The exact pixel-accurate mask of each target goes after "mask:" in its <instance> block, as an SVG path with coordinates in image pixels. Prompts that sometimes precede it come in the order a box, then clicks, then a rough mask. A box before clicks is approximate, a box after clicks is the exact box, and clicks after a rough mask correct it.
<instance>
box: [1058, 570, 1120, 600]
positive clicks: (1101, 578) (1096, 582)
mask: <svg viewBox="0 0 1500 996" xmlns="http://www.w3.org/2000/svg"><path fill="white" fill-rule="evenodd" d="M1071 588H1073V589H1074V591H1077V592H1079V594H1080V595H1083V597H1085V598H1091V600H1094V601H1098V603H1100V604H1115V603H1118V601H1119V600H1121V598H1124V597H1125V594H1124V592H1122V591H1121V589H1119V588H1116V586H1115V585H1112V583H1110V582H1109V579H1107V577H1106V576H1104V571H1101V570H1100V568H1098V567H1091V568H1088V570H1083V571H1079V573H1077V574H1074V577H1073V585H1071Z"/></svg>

---

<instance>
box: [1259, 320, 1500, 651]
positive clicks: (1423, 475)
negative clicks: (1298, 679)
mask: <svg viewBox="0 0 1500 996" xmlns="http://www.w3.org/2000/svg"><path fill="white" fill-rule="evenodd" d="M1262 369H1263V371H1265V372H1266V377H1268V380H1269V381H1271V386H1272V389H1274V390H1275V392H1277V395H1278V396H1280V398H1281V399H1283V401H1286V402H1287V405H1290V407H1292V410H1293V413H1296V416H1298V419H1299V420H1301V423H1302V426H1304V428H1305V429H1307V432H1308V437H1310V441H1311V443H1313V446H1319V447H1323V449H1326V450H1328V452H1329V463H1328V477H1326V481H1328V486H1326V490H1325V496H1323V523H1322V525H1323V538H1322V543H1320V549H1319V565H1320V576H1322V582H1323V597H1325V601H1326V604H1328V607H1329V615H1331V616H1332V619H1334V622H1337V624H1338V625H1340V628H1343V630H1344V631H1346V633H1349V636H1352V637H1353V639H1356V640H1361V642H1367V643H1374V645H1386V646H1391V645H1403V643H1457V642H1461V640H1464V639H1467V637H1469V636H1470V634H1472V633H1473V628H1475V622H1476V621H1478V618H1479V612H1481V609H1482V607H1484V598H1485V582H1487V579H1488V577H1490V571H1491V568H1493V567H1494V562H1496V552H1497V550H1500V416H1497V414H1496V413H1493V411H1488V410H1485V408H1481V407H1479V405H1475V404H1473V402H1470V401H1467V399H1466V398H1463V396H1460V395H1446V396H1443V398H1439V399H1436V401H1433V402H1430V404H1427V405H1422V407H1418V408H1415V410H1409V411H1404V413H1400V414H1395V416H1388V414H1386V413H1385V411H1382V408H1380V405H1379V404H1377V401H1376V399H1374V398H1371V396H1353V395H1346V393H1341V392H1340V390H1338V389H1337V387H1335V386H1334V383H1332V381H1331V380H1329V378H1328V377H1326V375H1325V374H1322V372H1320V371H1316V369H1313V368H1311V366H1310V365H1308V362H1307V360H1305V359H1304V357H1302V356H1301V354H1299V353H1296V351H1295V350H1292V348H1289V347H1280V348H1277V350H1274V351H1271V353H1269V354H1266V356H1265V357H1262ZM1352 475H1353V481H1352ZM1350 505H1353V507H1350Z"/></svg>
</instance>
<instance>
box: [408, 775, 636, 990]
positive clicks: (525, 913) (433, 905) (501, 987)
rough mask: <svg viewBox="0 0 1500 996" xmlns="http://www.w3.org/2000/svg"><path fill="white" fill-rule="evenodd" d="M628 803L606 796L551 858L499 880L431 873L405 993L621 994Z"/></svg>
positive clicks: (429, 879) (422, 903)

...

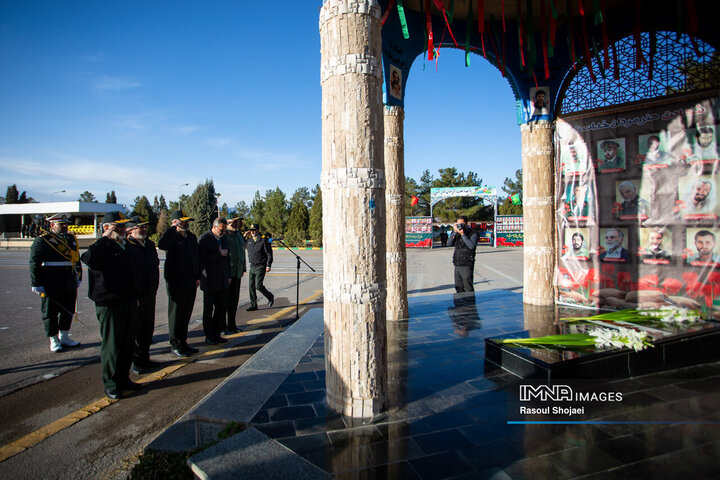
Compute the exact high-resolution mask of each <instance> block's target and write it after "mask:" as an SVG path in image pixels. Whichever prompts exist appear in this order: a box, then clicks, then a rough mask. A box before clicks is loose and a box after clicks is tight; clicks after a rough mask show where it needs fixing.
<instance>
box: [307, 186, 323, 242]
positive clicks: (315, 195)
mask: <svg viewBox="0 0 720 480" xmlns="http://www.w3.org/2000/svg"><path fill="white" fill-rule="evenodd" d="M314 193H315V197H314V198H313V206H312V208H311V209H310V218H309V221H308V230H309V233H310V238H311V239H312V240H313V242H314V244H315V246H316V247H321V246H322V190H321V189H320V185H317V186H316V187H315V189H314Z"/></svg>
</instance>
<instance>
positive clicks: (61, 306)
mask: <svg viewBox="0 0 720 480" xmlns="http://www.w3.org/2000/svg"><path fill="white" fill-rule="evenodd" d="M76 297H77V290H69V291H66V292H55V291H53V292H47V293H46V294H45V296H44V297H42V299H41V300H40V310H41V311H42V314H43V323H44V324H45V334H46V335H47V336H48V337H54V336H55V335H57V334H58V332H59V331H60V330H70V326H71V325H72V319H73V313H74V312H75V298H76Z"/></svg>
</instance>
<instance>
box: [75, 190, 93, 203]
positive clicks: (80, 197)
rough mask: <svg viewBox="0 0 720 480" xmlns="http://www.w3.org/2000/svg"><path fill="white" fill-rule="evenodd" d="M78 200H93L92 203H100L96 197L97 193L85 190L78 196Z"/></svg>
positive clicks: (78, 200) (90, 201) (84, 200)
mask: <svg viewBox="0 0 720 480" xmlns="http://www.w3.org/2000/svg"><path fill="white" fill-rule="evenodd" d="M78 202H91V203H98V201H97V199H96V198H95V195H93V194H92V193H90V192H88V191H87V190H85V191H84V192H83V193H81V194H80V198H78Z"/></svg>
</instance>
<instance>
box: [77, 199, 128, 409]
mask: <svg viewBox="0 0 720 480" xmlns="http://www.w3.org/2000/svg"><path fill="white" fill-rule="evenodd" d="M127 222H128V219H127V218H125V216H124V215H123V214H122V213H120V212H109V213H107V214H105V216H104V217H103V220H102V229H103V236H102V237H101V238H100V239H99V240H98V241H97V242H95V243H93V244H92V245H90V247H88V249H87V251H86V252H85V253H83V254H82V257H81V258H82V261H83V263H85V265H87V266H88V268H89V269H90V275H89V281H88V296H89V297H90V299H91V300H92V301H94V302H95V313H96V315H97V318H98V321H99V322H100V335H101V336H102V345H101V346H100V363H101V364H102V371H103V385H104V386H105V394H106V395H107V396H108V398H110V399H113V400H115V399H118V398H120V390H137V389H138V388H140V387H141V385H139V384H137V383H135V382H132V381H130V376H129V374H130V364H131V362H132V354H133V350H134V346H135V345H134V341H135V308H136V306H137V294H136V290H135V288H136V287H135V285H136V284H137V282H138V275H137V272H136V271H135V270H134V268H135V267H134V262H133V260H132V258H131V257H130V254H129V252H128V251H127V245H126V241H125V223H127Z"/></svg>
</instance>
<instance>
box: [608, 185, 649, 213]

Task item: If the string "after" appears in a line of the entries, report the line.

Answer to the problem:
The exact pixel-accurate mask of each target goes after "mask:" in its <instance> block, as an SVG path with coordinates in image pixels. Prompts that sometimes precede it come in the order a box, then clicks, then a rough mask. A box before clicks is approximate, a box after clicks is the exact box, and clicks after a rough mask correct it.
Compute the exact high-resolution mask of each <instance> block's target and write it after "mask:" as an SVG path in image pixels. Whichever prompts exist appear in this order: a box, then clicks, then a rough mask. A box before clicks is loose and a box after clicks is tight; clicks after a rough mask show where it needs fixing.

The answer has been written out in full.